■ TEXT SHOWN ■
'''

Soybeans are prone to poor plant establishment because the seedling must pull the cotyledon seed leaves through the ground to emerge. Plant stand reductions are rarely uniform, which makes the decision to replant difficult. Do not assess a poor soybean stand too quickly, since more seedlings may still emerge. In 2020 we have seen soybeans emerge 40 days after planting. Amazingly, many April planted soybeans that suffered from extreme cold now have excellent plant stands. Often once a crack is visible on the soil surface down the row a sufficient number of seedlings will survive. See Picture #1.
A plant reduction of up to 50% does not need replanting if plant loss is uniform and the stand is healthy. Numerous studies and field experience have demonstrated that keeping an existing stand is often more profitable than replanting. Replanting gives no guarantee of a perfect stand. Keep in mind that normal seeding rates include a margin of safety to ensure emergence of an adequate stand.
Understanding the cause of the low plant population is essential to know if replanting is necessary. These include soil crusting, herbicide injury, frost, hail, insects and diseases. For instance, if seed corn maggot has reduced the stand many of the surviving seedlings will also be partially destroyed. Replanting in that case is usually the correct decision because the remaining plants are also weakened, and an insecticide seed treatment is necessary when replanting. In a wet year, damping-off may be the issue. In this situation consider the use of a variety resistant to Phytophthora plus a fungicide seed treatment when replanting.

'''

■ WHAT NEEDS TO BE DONE ■
According to the soybean stand text, up to what percentage of plant reduction does not need replanting if plant loss is uniform and the stand is healthy?

Data records:

'''

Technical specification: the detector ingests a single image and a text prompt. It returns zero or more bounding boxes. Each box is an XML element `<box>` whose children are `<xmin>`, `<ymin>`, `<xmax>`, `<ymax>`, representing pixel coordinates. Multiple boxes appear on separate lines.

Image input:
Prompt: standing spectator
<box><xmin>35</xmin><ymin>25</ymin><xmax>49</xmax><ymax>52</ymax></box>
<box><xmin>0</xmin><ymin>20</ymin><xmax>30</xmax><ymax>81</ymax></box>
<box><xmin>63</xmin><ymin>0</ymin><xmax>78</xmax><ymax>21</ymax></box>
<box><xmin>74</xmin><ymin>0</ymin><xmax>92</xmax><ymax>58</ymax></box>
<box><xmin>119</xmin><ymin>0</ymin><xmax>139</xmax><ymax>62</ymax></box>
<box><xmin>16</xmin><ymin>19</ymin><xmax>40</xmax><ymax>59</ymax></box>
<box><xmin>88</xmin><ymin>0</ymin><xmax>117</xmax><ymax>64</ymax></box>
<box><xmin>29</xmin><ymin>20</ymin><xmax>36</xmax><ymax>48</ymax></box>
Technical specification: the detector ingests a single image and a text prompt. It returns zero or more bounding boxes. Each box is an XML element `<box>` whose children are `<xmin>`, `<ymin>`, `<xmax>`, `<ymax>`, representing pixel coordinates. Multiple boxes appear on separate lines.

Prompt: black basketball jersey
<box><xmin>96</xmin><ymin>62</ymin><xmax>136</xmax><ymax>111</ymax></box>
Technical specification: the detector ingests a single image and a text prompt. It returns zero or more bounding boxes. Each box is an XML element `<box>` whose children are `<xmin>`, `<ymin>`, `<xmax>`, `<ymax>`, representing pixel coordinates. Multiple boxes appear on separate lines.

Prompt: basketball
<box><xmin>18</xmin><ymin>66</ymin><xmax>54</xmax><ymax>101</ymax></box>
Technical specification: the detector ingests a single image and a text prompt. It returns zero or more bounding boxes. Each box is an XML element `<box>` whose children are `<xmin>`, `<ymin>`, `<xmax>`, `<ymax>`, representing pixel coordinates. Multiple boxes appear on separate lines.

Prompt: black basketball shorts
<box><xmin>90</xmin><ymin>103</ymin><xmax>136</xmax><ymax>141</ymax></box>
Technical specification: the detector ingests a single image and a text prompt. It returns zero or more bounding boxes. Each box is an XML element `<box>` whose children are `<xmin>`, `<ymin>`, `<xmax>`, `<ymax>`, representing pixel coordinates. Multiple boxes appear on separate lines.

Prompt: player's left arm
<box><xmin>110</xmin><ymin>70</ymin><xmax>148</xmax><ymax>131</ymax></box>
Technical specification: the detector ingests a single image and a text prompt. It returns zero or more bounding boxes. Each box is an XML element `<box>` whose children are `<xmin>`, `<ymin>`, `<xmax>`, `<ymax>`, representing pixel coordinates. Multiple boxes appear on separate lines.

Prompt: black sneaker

'''

■ ANSWER TO THIS PROBLEM ■
Up to 50%.